::: INPUT DATA :::
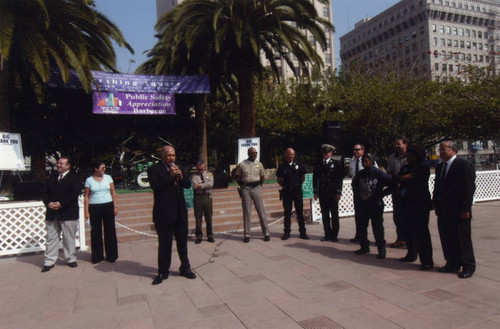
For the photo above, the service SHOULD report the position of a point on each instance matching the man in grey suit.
(452, 198)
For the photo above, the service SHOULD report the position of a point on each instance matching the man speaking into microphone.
(170, 213)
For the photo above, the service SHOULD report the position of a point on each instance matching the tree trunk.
(246, 91)
(201, 114)
(4, 100)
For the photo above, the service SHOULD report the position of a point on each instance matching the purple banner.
(133, 103)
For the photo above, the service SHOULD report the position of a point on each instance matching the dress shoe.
(362, 251)
(407, 259)
(465, 274)
(448, 269)
(46, 268)
(398, 244)
(426, 267)
(159, 278)
(187, 274)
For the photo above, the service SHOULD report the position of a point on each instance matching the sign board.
(307, 188)
(188, 197)
(244, 144)
(11, 152)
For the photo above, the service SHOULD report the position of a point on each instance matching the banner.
(244, 144)
(11, 152)
(161, 84)
(133, 103)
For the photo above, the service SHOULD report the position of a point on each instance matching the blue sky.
(136, 20)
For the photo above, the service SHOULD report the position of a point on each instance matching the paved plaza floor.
(277, 284)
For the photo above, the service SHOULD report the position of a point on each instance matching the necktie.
(443, 172)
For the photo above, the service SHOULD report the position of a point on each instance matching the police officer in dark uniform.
(290, 176)
(327, 185)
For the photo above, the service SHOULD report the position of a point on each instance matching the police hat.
(327, 148)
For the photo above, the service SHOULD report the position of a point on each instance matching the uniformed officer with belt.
(203, 182)
(291, 175)
(327, 184)
(250, 176)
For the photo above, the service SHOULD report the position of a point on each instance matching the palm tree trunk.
(201, 114)
(4, 100)
(246, 91)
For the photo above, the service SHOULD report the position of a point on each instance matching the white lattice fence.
(487, 189)
(22, 227)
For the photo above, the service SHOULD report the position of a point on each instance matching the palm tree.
(226, 39)
(37, 35)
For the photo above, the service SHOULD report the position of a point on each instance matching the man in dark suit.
(327, 184)
(60, 196)
(170, 213)
(453, 196)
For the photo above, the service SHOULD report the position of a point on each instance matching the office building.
(436, 38)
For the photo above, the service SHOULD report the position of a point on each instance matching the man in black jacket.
(170, 213)
(327, 184)
(60, 196)
(453, 195)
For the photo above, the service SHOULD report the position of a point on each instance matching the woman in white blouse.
(100, 207)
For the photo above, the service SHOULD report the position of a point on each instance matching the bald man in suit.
(453, 195)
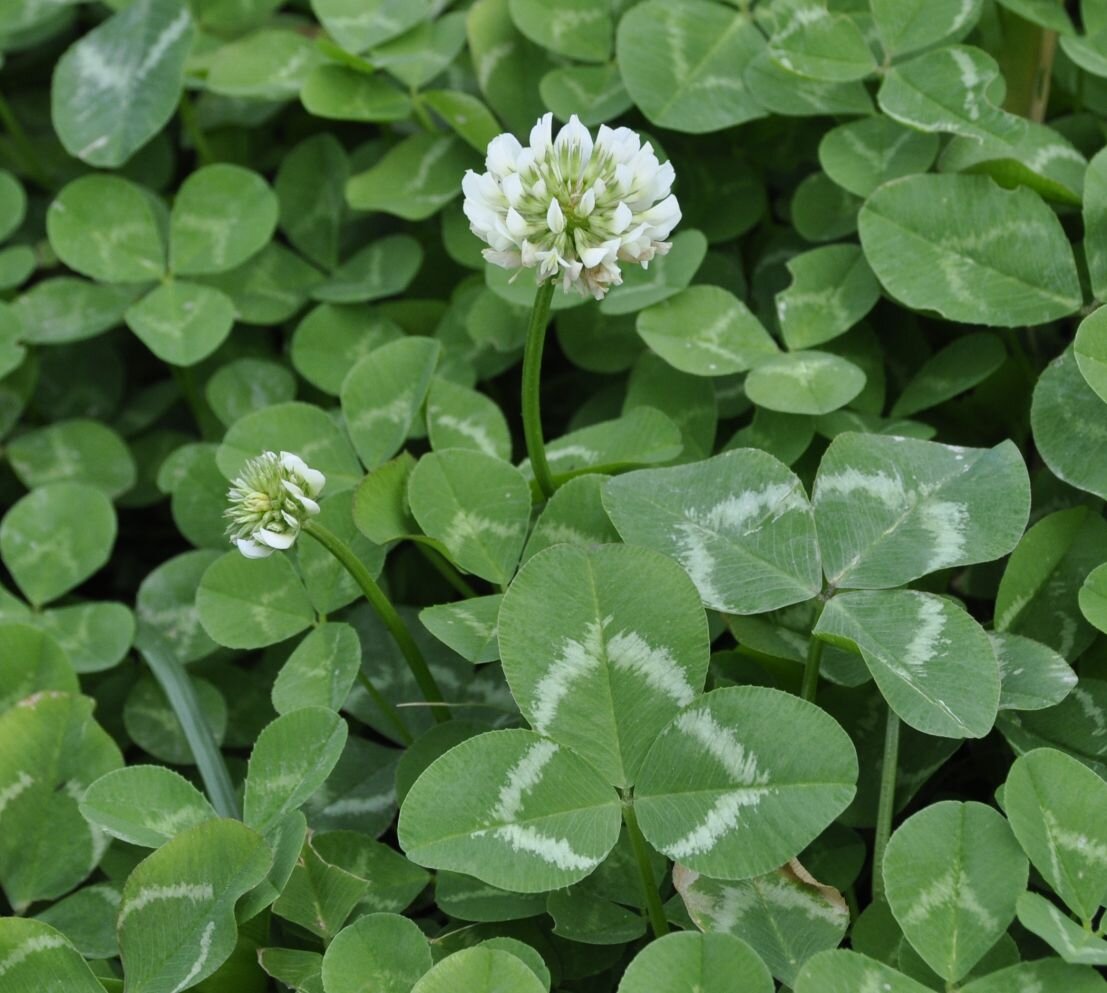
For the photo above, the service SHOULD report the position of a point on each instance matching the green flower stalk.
(271, 502)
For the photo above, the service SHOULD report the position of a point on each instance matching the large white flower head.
(269, 502)
(570, 207)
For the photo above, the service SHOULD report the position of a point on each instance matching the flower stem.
(655, 911)
(177, 686)
(886, 804)
(386, 612)
(531, 384)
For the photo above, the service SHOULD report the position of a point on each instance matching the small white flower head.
(570, 207)
(269, 502)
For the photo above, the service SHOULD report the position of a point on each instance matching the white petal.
(621, 218)
(503, 152)
(251, 549)
(555, 219)
(516, 224)
(273, 540)
(541, 135)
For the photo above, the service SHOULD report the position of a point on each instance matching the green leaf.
(33, 662)
(601, 648)
(55, 537)
(380, 269)
(1074, 943)
(1054, 804)
(785, 916)
(861, 155)
(806, 382)
(477, 506)
(166, 602)
(73, 452)
(907, 26)
(1033, 675)
(808, 40)
(145, 805)
(953, 90)
(414, 179)
(740, 524)
(1040, 588)
(378, 953)
(249, 603)
(51, 748)
(176, 921)
(331, 339)
(340, 93)
(839, 971)
(35, 957)
(269, 64)
(1052, 976)
(459, 417)
(1090, 350)
(705, 331)
(245, 385)
(320, 671)
(383, 393)
(932, 662)
(952, 873)
(963, 363)
(107, 228)
(291, 758)
(300, 427)
(468, 627)
(696, 963)
(577, 29)
(1069, 431)
(891, 509)
(480, 970)
(721, 793)
(120, 84)
(513, 808)
(359, 24)
(831, 289)
(182, 322)
(1095, 224)
(974, 252)
(221, 216)
(682, 64)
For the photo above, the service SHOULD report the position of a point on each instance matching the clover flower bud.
(270, 499)
(570, 207)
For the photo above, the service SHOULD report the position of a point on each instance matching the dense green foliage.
(798, 679)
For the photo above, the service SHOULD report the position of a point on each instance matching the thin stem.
(531, 386)
(31, 162)
(653, 907)
(815, 645)
(385, 706)
(385, 611)
(174, 681)
(445, 569)
(886, 804)
(194, 131)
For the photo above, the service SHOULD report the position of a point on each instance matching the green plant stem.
(175, 682)
(531, 386)
(445, 569)
(192, 125)
(654, 910)
(886, 804)
(810, 684)
(385, 706)
(386, 612)
(31, 162)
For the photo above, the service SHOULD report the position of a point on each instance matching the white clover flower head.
(270, 499)
(570, 207)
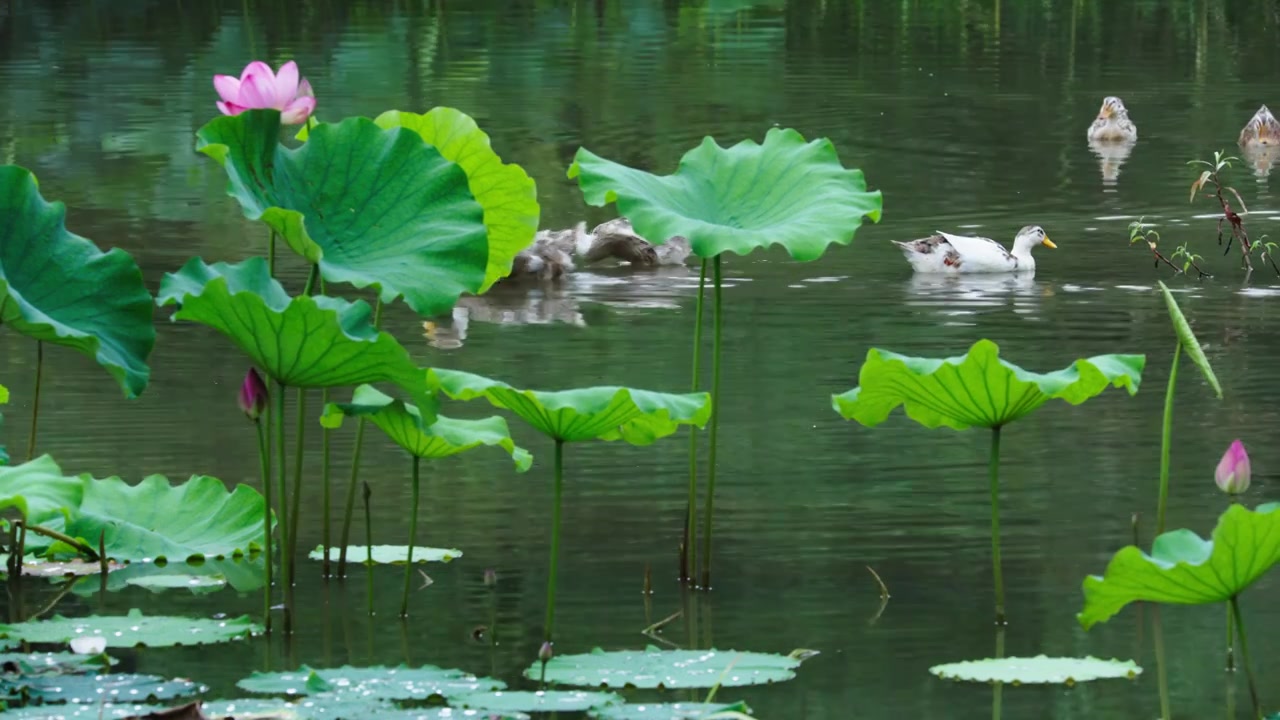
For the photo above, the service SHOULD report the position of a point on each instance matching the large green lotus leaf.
(653, 668)
(608, 413)
(155, 520)
(1037, 670)
(376, 682)
(977, 388)
(1185, 569)
(375, 208)
(39, 490)
(787, 191)
(389, 554)
(109, 687)
(59, 287)
(1188, 340)
(133, 629)
(542, 701)
(506, 192)
(301, 341)
(672, 711)
(403, 424)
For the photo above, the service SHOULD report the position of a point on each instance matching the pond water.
(969, 117)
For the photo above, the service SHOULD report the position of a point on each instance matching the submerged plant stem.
(1166, 441)
(35, 400)
(280, 475)
(995, 525)
(412, 538)
(549, 625)
(264, 455)
(355, 468)
(709, 506)
(1244, 656)
(689, 559)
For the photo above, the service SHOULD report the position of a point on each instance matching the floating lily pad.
(109, 687)
(1185, 569)
(376, 682)
(405, 425)
(1037, 670)
(135, 629)
(373, 206)
(977, 388)
(786, 191)
(654, 668)
(388, 554)
(668, 711)
(529, 701)
(39, 490)
(638, 417)
(58, 287)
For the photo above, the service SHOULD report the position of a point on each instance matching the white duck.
(1112, 123)
(945, 253)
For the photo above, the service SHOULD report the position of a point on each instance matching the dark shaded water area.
(969, 117)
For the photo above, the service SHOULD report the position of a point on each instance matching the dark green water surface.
(969, 115)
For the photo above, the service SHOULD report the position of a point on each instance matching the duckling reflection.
(1111, 156)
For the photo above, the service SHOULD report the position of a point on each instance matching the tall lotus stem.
(1166, 442)
(689, 554)
(1244, 657)
(549, 627)
(412, 538)
(717, 317)
(995, 525)
(355, 468)
(35, 400)
(280, 475)
(264, 454)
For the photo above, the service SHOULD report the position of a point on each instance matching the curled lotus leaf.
(375, 682)
(58, 287)
(654, 668)
(1185, 569)
(373, 206)
(638, 417)
(977, 388)
(405, 425)
(133, 629)
(311, 342)
(1037, 670)
(389, 554)
(540, 701)
(1187, 338)
(786, 192)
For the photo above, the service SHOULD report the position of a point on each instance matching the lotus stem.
(355, 468)
(280, 477)
(264, 454)
(412, 538)
(549, 627)
(1166, 442)
(1161, 673)
(1244, 656)
(717, 323)
(298, 454)
(689, 555)
(995, 525)
(35, 400)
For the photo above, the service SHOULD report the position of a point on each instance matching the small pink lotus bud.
(254, 396)
(1233, 472)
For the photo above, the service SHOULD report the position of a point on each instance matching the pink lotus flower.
:::
## WORK TO BE COMPLETED
Your response should hold only an exact copy of the lines above, from the one containing "tall lotus stem." through the end of the entries.

## TASK SOLUTION
For the photo above, the service SHOULD report the position of a point on each instance matching the tall lotus stem.
(1166, 442)
(689, 554)
(1244, 657)
(549, 627)
(412, 538)
(717, 317)
(995, 525)
(355, 468)
(35, 400)
(280, 475)
(264, 454)
For the photo above, the service SHOULD report the position of a point on each instance matching the curled lotus leaf.
(375, 682)
(58, 287)
(654, 668)
(1185, 569)
(373, 206)
(638, 417)
(977, 388)
(405, 425)
(133, 629)
(311, 342)
(1037, 670)
(389, 554)
(540, 701)
(1187, 338)
(786, 192)
For the photo above, the service SHOULD report the position of a point on each instance matching the lotus stem.
(355, 468)
(280, 477)
(264, 454)
(412, 538)
(549, 627)
(1166, 442)
(1161, 673)
(1244, 656)
(717, 323)
(298, 454)
(689, 555)
(995, 525)
(35, 400)
For the photo above, the service SHOULD report the position of a point on each instance matching the small pink lotus bud.
(254, 396)
(1233, 472)
For the photo above, the service SHOULD report the position of a point on each instance matching the pink lotus flower.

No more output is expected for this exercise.